[Coordinate annotation records]
— BEGIN —
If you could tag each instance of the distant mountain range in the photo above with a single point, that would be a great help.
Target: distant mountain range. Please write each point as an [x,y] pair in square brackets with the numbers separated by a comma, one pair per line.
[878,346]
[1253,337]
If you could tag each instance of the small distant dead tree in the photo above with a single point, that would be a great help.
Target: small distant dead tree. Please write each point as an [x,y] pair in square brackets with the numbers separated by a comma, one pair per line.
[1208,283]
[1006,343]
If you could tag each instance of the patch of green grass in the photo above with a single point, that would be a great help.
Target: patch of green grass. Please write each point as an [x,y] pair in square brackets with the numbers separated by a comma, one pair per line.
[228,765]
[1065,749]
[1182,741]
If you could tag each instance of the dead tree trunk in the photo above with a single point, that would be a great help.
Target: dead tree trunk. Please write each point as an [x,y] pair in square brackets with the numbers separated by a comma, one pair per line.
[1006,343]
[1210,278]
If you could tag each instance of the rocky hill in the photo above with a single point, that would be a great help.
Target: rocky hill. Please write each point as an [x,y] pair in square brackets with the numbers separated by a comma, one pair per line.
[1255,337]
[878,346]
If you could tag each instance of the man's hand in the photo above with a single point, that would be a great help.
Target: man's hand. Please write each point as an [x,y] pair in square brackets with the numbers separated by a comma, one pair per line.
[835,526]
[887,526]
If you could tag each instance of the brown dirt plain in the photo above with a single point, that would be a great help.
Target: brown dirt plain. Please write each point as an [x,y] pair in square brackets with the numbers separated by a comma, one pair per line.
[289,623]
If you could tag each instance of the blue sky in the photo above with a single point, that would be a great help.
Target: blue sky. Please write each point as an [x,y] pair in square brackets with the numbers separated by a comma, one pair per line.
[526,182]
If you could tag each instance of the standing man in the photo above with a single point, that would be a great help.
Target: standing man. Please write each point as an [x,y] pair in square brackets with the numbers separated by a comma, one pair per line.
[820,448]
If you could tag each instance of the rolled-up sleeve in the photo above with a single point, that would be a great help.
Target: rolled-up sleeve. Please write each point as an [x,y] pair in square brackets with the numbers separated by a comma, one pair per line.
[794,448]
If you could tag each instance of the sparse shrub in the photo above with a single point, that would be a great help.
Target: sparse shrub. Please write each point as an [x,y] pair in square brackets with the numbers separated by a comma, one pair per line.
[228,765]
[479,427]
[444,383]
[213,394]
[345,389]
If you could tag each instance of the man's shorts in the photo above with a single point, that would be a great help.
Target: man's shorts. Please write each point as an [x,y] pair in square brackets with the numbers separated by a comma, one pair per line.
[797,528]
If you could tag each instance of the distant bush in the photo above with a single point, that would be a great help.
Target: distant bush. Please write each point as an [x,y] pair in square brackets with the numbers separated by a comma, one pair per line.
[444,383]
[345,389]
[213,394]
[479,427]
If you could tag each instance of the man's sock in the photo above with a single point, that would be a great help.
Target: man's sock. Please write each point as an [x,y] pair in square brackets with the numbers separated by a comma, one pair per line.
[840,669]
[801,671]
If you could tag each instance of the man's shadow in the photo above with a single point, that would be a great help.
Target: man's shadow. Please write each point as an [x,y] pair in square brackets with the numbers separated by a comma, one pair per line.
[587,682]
— END —
Written instruction:
Write out every line of the listing above again without changing anything.

Written reply:
If you could tag each instance of the distant mountain range in the photo above with a single point, that would be a great help.
Target: distant mountain range. Please write each point as an [x,y] pair in square brackets with the numbers separated by a comma, one pair per line.
[878,346]
[1253,337]
If you could tag each instance of the small distant dead tree in the photo above with a single point, that would be a great help.
Target: small distant dead tree. Please write each point as an [x,y] pair in square brackets with the numbers separated by a comma, one pair per line.
[1208,283]
[1006,343]
If you could tag each instance of the patch of green grass in the photo above with a single point, that would be a great help.
Target: patch of green grass. Please write each point as an [x,y] pair in square brackets with the numbers separated by a comma, one pair per line.
[228,765]
[1065,749]
[1182,741]
If you could tag each instance of the dead tree trunk in the photo above with a single point, that would be a great help.
Target: dead tree trunk. Please write each point as an [x,y] pair in square brackets with the numbers separated by a comma, one pair per line.
[1006,343]
[1210,278]
If you could tag each instance of the rocky hill in the photo above with a single point, that would be a great help.
Target: rocky hill. Please write each point as an [x,y] pair in square brackets with the numbers separated by a comma, one pair per line.
[1255,337]
[878,346]
If you could tag each instance of the man's hand in the photo above with a single point, that would be a great help.
Target: man's hand. Please write each point as an [x,y] pair in square brackets with the numbers separated by a comma, one pair per line.
[835,526]
[887,526]
If you could tag each instance of the brown dirt plain in the photo above with a single point, that would be a great help.
Target: brown dirt plain. Please write each point as an [x,y] pair in square brackets with the numbers separated by a comma, one pair per line.
[289,623]
If you could tag each instance of the blue sky in the photo above with a single point, that would be a great help.
Target: blue sky. Please write each point as an [x,y] pair in square brackets with the numbers separated by a comma, one pair per line.
[526,182]
If you could tag each instance of the standing man in the photo above with a single point, that would be a great help.
Target: standing man. Please write each point as an [x,y] pair in square brackets with the numbers separated by a comma, one pair per line.
[820,448]
If you could tag each instance of the rolled-up sleeve in the photo above with a single point, that would be a great help.
Target: rolled-up sleeve. Please write each point as an [x,y] pair in square brackets with the numbers separated by a comma, one pair per line.
[794,448]
If you could tag each instance of the sparse shrub in the photo above with a single point, that would be a great help.
Target: sparse shrub. Please write each point as an [x,y] pair in square brackets with the numbers separated by a comma, one pair per line.
[228,765]
[479,427]
[444,383]
[213,394]
[345,389]
If you could tag each instance of the man's shorts in the photo above with a single point, that would be a great help.
Target: man's shorts. Please write each point as an [x,y] pair in square brackets with the numbers separated by a comma, one pair per line.
[797,528]
If you could tag each instance of the distant bush in the photo above with a single point, that would be a great help.
Target: distant bush. Please write each point as an [x,y] pair in square brackets with the numbers separated by a comma, one pair per line.
[444,383]
[345,389]
[213,394]
[479,427]
If you could tag each instance of the man's sock in the photo above with a single point, that would be a great help.
Target: man's sock. Please write each point as an [x,y] pair in square brackets with the numbers separated by a comma, one pair per line.
[840,669]
[801,671]
If you could tag each instance of the man's shadow in the photo above with a single point, that would be a great help.
Target: man's shadow. Please write each point as an [x,y] pair in square brackets with the numbers separated by a comma, one pair per line.
[587,682]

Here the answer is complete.